**Goal**
Repeat the lines beginning at the one with "of the parked" and running to the end of the material, keeping the first and last of them, exactly as they appear.

**Saved data entries**
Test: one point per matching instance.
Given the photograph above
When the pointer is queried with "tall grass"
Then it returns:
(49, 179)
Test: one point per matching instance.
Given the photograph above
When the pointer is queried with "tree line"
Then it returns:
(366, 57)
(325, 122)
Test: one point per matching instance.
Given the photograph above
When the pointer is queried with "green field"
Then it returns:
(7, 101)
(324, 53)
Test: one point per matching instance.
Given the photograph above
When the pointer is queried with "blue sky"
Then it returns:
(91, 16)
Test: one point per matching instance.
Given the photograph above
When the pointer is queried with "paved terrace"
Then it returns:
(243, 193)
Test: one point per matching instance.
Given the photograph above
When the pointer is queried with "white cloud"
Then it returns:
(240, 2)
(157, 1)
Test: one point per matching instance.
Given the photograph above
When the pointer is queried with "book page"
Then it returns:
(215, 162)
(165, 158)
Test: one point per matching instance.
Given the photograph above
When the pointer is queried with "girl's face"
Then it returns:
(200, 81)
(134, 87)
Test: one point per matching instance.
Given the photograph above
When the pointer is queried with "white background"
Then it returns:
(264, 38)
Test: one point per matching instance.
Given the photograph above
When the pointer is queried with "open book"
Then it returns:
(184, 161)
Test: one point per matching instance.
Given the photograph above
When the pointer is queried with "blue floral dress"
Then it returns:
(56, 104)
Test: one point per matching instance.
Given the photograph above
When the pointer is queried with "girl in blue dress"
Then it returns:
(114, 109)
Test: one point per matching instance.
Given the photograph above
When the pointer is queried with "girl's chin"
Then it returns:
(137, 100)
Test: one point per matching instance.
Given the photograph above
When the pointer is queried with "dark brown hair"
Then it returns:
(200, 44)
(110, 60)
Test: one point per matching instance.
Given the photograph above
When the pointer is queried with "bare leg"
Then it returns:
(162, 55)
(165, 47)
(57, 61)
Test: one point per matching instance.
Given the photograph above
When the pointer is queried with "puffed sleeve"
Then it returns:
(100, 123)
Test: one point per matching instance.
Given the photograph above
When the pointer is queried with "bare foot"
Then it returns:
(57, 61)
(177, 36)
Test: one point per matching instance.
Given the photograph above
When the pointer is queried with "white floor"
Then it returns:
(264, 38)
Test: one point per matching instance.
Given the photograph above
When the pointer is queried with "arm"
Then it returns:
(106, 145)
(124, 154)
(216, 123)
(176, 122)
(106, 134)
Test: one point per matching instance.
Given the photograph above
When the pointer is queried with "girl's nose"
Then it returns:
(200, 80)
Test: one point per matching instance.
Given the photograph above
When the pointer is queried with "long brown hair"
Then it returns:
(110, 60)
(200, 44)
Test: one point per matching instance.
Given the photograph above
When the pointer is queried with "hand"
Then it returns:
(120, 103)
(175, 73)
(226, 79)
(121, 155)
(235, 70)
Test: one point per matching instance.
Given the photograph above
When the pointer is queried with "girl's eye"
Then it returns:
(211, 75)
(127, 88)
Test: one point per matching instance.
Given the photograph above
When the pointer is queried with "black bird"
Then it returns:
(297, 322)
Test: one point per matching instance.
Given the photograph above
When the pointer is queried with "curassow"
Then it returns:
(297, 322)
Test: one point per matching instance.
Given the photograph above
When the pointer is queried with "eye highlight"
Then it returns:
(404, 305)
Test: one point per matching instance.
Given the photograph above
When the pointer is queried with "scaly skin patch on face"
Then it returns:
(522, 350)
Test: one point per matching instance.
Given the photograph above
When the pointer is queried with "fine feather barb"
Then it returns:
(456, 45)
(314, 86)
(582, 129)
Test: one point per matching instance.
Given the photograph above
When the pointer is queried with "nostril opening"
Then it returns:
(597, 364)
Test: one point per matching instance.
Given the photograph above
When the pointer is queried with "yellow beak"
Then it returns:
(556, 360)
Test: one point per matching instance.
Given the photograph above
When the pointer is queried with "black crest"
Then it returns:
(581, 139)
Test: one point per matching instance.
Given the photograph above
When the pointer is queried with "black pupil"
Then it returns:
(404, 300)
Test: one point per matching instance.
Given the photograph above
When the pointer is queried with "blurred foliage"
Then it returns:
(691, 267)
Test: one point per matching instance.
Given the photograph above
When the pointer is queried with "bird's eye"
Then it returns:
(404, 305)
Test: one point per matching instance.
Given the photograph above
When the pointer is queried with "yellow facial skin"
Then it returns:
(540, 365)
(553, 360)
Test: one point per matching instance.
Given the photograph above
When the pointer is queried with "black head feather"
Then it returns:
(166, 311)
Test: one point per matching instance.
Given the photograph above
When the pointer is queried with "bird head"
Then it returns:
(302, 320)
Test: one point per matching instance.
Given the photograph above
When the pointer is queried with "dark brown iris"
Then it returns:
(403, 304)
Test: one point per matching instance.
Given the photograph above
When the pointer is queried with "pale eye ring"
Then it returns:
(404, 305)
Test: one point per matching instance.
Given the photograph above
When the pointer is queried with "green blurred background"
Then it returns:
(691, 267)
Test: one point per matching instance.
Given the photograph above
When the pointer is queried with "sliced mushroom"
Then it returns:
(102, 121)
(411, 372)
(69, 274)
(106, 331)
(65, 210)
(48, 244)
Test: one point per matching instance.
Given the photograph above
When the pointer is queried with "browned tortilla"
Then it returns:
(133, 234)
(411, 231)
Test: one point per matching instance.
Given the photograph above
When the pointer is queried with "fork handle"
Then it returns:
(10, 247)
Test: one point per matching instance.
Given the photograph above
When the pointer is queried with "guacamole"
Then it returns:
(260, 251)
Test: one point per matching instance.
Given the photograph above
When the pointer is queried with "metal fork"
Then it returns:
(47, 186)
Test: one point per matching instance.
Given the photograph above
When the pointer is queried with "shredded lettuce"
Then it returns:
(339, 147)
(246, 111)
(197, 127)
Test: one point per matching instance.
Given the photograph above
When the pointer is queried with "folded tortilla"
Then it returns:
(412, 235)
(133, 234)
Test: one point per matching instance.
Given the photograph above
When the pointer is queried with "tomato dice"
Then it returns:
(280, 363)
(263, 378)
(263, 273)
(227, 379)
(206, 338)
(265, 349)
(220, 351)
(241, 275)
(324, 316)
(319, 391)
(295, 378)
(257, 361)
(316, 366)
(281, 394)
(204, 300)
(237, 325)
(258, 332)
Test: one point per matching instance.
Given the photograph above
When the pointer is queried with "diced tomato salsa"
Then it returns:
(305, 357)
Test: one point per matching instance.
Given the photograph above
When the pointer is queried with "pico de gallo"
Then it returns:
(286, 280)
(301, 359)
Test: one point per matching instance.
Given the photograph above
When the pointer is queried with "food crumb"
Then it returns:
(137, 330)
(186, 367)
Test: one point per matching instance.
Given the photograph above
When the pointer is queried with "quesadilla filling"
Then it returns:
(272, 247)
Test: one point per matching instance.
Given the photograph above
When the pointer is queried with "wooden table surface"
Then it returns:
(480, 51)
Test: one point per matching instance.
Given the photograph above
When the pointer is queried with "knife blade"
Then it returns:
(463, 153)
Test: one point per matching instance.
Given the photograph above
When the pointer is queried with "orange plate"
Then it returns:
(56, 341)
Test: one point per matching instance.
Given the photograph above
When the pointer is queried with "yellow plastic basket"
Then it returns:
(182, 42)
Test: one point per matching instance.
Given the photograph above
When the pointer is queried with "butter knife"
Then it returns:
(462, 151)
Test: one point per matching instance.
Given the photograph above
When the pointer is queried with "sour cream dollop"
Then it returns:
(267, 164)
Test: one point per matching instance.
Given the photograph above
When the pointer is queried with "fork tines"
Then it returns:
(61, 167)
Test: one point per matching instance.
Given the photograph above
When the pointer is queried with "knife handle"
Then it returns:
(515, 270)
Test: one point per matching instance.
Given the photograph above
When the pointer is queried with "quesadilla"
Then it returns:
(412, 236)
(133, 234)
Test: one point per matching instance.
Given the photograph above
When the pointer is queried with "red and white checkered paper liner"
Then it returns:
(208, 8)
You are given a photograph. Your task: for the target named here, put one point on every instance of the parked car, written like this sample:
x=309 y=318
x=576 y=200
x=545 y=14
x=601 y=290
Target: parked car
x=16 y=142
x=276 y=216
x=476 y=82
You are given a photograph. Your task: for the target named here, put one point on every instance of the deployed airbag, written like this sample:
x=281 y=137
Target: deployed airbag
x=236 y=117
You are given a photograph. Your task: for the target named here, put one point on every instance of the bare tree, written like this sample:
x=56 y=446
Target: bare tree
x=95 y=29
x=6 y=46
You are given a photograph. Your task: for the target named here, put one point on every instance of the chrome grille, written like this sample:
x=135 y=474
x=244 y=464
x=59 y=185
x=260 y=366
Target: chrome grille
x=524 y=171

**Exercise output**
You are given a photograph. Your task: for the target named here, put one point on every instance of the parked car, written like this sample:
x=309 y=318
x=576 y=200
x=545 y=14
x=601 y=290
Target: parked car
x=16 y=142
x=276 y=216
x=476 y=82
You are given a photograph. Your task: for the target named here, put one point on every instance of the deployed airbag, written like this sample:
x=281 y=137
Target: deployed airbag
x=236 y=117
You are given a photograph. Your task: for the target named here, put one point on every instance of the bare tree, written like this sample:
x=56 y=446
Target: bare tree
x=95 y=29
x=6 y=46
You are given a photograph. Your task: for the target named here, put one point on every instance of the chrome grille, written like this sample:
x=135 y=474
x=244 y=464
x=59 y=185
x=260 y=366
Target: chrome grille
x=524 y=171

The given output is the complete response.